# Instructions for the task:
Drop all images and give the records again exactly.

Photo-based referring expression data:

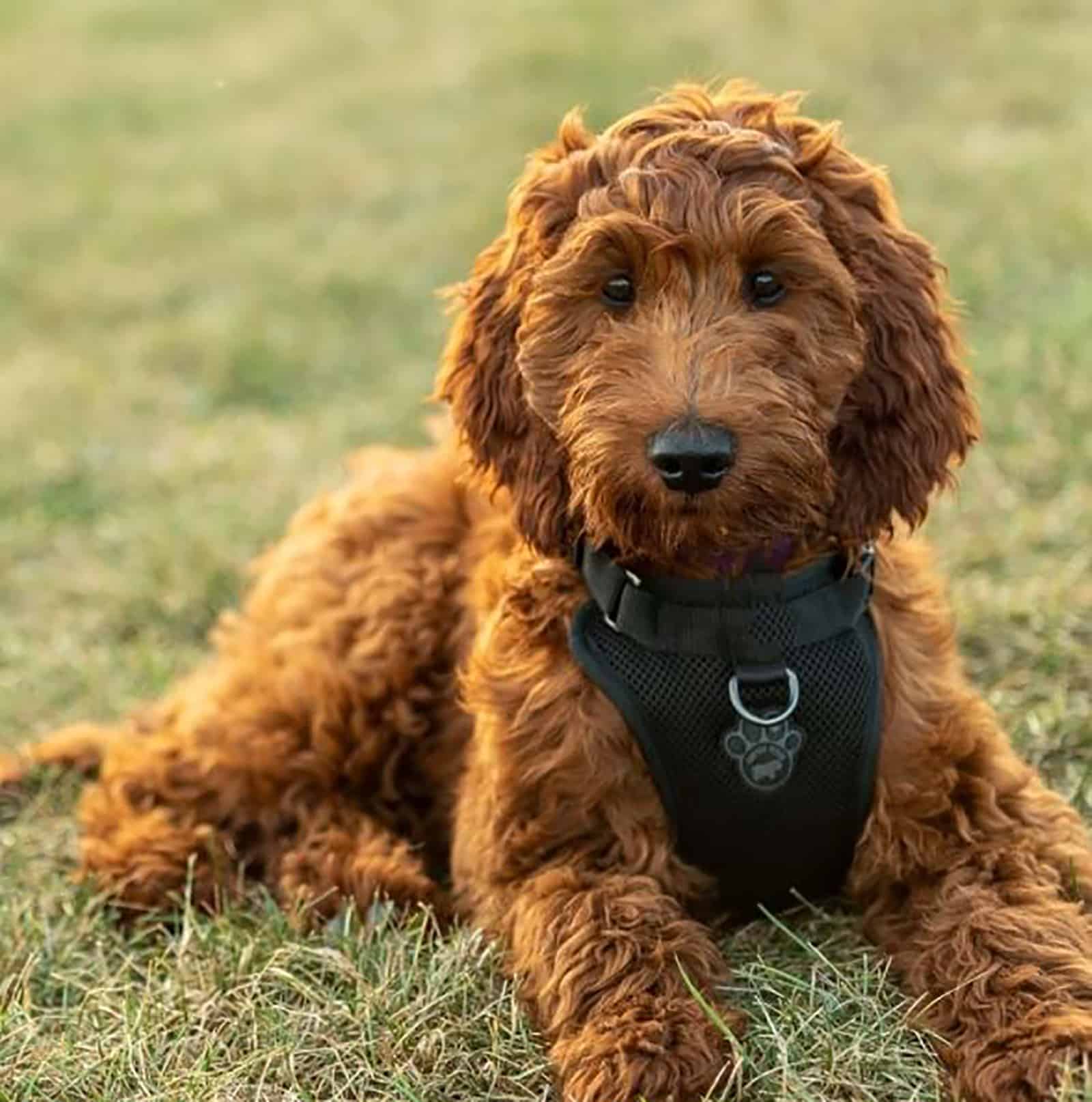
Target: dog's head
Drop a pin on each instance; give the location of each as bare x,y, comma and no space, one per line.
706,328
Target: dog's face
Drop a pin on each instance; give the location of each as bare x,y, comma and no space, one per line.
706,331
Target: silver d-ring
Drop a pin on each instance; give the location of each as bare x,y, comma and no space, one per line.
771,721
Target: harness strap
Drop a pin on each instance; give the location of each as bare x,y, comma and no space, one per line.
754,619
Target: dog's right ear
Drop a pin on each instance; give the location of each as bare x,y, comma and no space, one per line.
480,375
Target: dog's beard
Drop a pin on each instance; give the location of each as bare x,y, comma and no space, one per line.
783,495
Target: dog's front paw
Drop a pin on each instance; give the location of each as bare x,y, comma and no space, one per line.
1054,1064
657,1050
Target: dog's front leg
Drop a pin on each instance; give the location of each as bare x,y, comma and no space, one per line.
601,959
561,852
973,875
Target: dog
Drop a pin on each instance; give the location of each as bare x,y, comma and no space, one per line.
704,356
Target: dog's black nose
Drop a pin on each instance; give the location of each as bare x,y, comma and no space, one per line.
692,457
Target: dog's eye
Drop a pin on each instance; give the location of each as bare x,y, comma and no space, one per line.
765,288
618,291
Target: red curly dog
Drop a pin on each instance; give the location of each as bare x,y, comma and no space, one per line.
397,705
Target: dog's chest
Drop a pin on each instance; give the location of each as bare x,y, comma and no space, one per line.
768,804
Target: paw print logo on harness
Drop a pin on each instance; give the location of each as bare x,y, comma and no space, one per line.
765,742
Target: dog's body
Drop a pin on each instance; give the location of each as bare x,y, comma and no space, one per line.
397,703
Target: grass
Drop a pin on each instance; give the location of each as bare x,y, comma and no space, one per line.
224,224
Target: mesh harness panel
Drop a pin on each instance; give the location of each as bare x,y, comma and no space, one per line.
766,802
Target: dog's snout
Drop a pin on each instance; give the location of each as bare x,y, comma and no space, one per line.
692,457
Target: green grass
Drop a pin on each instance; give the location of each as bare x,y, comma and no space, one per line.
222,227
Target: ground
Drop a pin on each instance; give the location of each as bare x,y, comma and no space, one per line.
222,225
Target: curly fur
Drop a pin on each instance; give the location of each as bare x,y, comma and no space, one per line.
396,707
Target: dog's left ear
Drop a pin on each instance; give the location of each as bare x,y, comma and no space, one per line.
480,375
909,416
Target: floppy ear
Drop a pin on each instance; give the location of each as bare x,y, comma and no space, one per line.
909,416
478,373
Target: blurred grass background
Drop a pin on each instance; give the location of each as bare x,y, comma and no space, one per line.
222,224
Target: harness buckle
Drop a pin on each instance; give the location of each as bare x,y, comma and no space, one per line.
611,617
765,721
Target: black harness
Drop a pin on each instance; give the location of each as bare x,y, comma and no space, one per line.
757,707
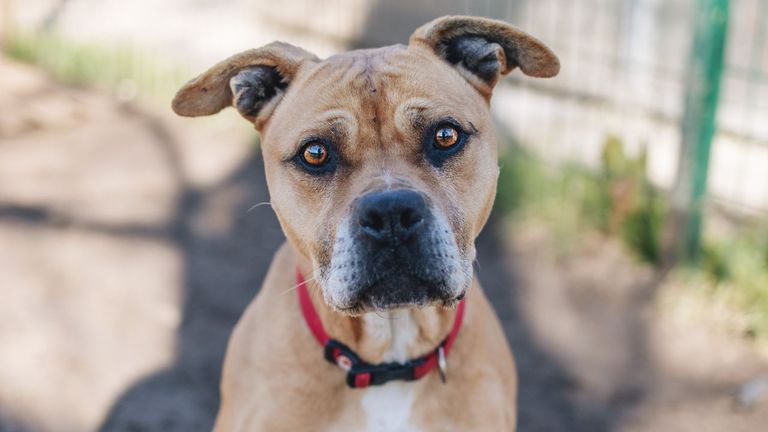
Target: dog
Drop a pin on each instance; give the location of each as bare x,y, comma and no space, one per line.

# Output below:
Target: dog's head
Drop a pin on each instance; give the location of each as bare x,y, comma and no space, one per line.
706,328
Target: dog's face
Drop a pin on each instance; give the location of each as bare x,y, comma and no space, one per line.
706,331
Target: silver d-ring
Drop a pin on each instance; give the location of each as bare x,y, comma and no space, one per line.
771,721
Target: harness strap
Drop a pin on each instance; give the location of each as bare x,y, comma and no space, one per line.
754,619
Target: dog's right ear
Drop a pin on each instance; give the location of each as bare x,y, comma and no space, one per line.
480,375
Target: dog's beard
Drop a pin on each instance; give the location of each as bare x,y, comma and no space, one per line.
783,495
Target: dog's front paw
Drop a pin on each instance; give the location of each as bare x,y, comma and no space, one per line.
1054,1064
657,1050
Target: dog's front leg
Drop a pin on each instance; give the location of each as bare x,y, comma and no space, one per line.
601,959
561,852
973,875
Target: dog
Drop a pin on each instance; give the location of each as bare x,y, comma and no space, one per line.
704,356
Target: dog's black nose
Drop a pin on each instance; give the location of each as bare x,y, comma and no space, one per line.
692,457
Target: dog's eye
Drop a pin on each instance; give the location of each as bare x,y, comma and no space, one per line.
765,288
618,291
Target: red curly dog
Drop a pin on each instance; give the location of each as bare x,y, comma and no space, one per line.
397,705
Target: dog's chest
Drop a pin on each instance; give the location of each as bare x,y, comma and no space, one per line.
768,804
Target: paw print logo on harness
Drop a pin on each instance; give the location of each as bare x,y, comma and no space, one per line.
765,742
Target: dog's body
Drop a pin on each instance; give the location of each as bare x,y, comma and no space, one per line.
397,703
Target: grass
Drop a pin on each instance; give the location of each as bare x,y, comma and no space, one per line.
224,224
Target: mesh harness panel
Drop a pin on each instance; give the location of each as bare x,y, comma and no space, one per line.
766,802
Target: dog's snout
Drop a pin on each instance; give the location of each as bare x,y, comma and no space, one per line.
692,457
Target: green grass
Drop a pin on each instance; give the location of each as bare x,y, comma and no space, one per line.
222,227
Target: ground
Drop a pin on each instance; give the location of each as bare x,y, comma and no space, one per line.
222,225
Target: curly fur
Drop a pin on each instance; give the location of each as bare x,y, comma and no space, one per line.
396,707
Target: dog's left ear
Drop a pin on each instance; give the location of each as bare x,y, comma and no space, one per line.
480,375
909,416
Target: floppy ear
Drop a pin on each instance; give the location of each as bare x,y, comma and no space, one per line.
909,416
478,373
Target: blurred grass background
Drop a pin on each instance; give the location of each as bare x,y, comma and no space, one per line.
222,224
Target: harness buckle
Drop a pin on each instance; give the location of each as bare x,y, comma and no space, one per line.
611,617
765,721
Target: black harness
Drop a pin on each instance; give the location of each as bare x,y, comma and no space, one per line.
757,707
Target: dog
Drop a pin on each instance; give the location of each as bare x,y, comma and no space, one per line.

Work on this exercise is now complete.